### [Requirement]
Reproduce the entries below with each "rippled water surface" swapped for "calm water surface" and every other line left unchanged, omitting the pictures from your output.

________________

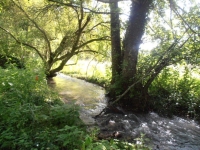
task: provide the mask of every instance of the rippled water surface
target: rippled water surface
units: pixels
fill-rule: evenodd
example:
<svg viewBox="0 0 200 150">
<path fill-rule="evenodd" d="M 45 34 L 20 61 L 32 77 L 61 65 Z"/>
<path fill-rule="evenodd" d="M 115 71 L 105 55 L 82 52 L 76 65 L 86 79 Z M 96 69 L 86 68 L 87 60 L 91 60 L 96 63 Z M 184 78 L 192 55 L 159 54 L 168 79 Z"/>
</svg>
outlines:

________________

### [Complete output]
task: provide the mask of every instance of the calm water surface
target: calm water surface
units: pixels
fill-rule: evenodd
example:
<svg viewBox="0 0 200 150">
<path fill-rule="evenodd" d="M 45 34 L 20 61 L 32 77 L 61 65 Z"/>
<path fill-rule="evenodd" d="M 115 71 L 105 55 L 82 52 L 76 65 L 86 79 Z M 96 69 L 86 68 L 87 60 L 91 60 L 96 63 Z M 184 78 L 192 55 L 159 54 L 168 79 Z"/>
</svg>
outlines:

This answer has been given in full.